» **Given passage**
Archive for August, 2011

August 29, 2011

Influence and Discernent and… have I mentioned I hate puppets?

Sorry to all my UUs out there. And my childhood ministers. To the people who have sat with me for hours and listened to me discern or complain or cry. To the folks who have offered prayers in times of need, hugs in time of excitement or fear, or hundreds upon hundreds of Facebook comments offering advice, love, support, or joy.

I’m sorry because the most influential minister in my life was Mister Rogers.

How cliché, right?

I mean, really. This is turning into a “someone I admire” essay for my 4th grade teacher.

But I grew up in a not-so-awesome home. With a mom who was more concerned with drinking and the various men in her life than making sure her kids were being imparted with lessons like “you’re important.” With teachers who had little time to do more than control chaos. With a neighborhood that had more gang violence than picnics. And with grandparents who possibly did the best thing they could have done for me by accident; putting me in front of the TV on the mornings they watched me.

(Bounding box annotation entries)
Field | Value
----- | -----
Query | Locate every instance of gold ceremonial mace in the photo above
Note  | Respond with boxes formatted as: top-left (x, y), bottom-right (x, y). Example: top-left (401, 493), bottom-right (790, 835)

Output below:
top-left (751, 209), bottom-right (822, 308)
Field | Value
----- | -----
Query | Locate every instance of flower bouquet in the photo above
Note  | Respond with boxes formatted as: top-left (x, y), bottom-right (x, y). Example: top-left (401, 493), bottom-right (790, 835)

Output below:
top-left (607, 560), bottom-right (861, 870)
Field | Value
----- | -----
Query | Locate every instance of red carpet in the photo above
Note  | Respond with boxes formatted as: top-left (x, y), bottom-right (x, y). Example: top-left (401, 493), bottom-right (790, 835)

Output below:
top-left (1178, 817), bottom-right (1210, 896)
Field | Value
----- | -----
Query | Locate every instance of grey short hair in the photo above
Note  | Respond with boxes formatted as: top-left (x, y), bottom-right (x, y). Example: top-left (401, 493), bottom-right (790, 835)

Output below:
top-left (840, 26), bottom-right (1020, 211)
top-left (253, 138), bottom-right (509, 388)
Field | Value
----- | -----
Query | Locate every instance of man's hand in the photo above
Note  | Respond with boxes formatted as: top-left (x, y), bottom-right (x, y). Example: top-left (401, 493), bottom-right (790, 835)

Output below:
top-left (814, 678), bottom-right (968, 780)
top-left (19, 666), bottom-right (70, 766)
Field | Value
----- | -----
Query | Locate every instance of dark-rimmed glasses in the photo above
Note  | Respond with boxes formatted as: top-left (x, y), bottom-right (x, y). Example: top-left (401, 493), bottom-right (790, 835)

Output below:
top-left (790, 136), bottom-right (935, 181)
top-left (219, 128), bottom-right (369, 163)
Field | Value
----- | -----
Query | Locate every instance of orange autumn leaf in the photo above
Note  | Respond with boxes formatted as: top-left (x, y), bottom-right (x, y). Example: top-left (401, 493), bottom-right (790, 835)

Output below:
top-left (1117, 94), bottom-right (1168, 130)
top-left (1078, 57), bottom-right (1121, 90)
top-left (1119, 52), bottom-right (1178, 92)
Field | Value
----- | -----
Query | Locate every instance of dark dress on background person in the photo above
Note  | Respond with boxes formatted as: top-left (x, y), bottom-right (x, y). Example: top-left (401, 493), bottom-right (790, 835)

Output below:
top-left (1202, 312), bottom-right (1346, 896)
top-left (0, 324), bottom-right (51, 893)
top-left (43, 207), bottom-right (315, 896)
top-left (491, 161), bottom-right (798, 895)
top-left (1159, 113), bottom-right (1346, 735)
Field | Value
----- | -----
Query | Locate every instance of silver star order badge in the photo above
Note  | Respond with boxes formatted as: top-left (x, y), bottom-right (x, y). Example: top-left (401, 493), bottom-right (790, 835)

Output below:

» **Your instructions**
Copy out the stretch of the blog post from "August 29, 2011" through "4th grade teacher.", swapping "Mister Rogers" for "Fred Rogers".

» **Exercise solution**
August 29, 2011

Influence and Discernent and… have I mentioned I hate puppets?

Sorry to all my UUs out there. And my childhood ministers. To the people who have sat with me for hours and listened to me discern or complain or cry. To the folks who have offered prayers in times of need, hugs in time of excitement or fear, or hundreds upon hundreds of Facebook comments offering advice, love, support, or joy.

I’m sorry because the most influential minister in my life was Fred Rogers.

How cliché, right?

I mean, really. This is turning into a “someone I admire” essay for my 4th grade teacher.